# EXTRACTED RECORDS
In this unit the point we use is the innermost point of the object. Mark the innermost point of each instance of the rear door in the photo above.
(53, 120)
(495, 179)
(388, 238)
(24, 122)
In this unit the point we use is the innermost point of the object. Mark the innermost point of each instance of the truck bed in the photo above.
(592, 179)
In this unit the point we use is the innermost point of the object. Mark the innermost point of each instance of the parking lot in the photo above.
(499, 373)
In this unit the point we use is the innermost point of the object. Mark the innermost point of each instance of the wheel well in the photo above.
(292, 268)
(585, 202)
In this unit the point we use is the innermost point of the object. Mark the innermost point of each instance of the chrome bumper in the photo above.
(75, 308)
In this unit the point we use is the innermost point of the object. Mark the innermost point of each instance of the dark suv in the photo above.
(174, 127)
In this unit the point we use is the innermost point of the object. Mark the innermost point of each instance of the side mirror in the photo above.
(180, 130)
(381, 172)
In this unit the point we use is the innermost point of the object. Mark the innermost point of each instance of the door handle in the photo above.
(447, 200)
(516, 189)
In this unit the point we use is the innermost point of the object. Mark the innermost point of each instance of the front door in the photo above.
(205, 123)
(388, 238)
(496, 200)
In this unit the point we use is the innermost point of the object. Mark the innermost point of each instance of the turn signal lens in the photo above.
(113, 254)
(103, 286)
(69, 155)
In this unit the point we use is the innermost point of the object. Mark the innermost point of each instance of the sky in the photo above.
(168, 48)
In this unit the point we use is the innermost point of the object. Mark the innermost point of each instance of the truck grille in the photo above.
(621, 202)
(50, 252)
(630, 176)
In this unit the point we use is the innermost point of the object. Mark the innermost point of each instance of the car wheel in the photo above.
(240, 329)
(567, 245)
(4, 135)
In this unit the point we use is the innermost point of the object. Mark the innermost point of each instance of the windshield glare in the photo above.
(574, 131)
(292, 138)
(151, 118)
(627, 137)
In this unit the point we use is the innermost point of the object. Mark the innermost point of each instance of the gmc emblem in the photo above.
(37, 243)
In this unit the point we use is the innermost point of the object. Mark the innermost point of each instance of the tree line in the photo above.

# WHAT YOU HAVE TO DO
An exact copy of the data, with every line intact, is the required answer.

# ANSWER SPACE
In this unit the point we use is the innermost point of the object. Mark the innermost point of each instance of the rear door in the photo above.
(53, 120)
(495, 179)
(388, 238)
(24, 122)
In this unit the point we use is the innermost point of the object. Mark the innermost point of each instance of the truck bed in the photo above.
(592, 179)
In this unit the point we use is the innermost point of the object. Mark the innermost point of each instance of the parking lot in the photo above.
(499, 373)
In this unit the point we use is the innermost point of the object. Mark the innermost point of each instance of the wheel well in the photo above.
(292, 268)
(585, 202)
In this unit the point we use is the innermost point of the object. Mark the innermost point of each instance of the chrome bumper in the photo above.
(75, 308)
In this unit the point we use is the innermost point of the object. Mark the innermost point of each instance of the dark suv in the photo above.
(174, 127)
In this unit the point we use is the innermost point of the object. Mark the innermost point of each instance of the side mirror in the photo above.
(180, 130)
(381, 172)
In this unit the point we use is the innermost point of the object. Mark the innermost point of each instance of the door handle in the photo above.
(447, 200)
(516, 189)
In this unit the point we use is the innermost point of the object. Mark the innermost point of each instance of the front door in the photo above.
(205, 123)
(388, 238)
(496, 200)
In this unit the point we use is the innermost point of the object. Mark the innermost point of each instance of the turn signal lens in the photo above.
(113, 254)
(103, 286)
(69, 155)
In this unit the point we use is the innermost point of the object. Mark the innermost point of each instance of the sky in the photo above.
(168, 48)
In this unit the point we use is the innermost point of the object. Mark the innermost point of each instance of the truck grille in the photo above.
(621, 202)
(50, 252)
(630, 176)
In this unit the point we use is the innermost point of the object. Mark the innermost point of each instance of the car wheel in the photo above.
(240, 329)
(567, 245)
(4, 135)
In this unit the point we use is the innermost point of the object. Mark the innermost point of each instance of the windshield glare in the photo above.
(574, 131)
(292, 138)
(151, 118)
(627, 137)
In this unit the point we use is the innermost point of the object. Mark the innermost point of each instance of the gmc emblem in the photo above.
(37, 243)
In this unit the point we use is the innermost point of the object. Mark the innermost point of each instance of the tree line in the photo above.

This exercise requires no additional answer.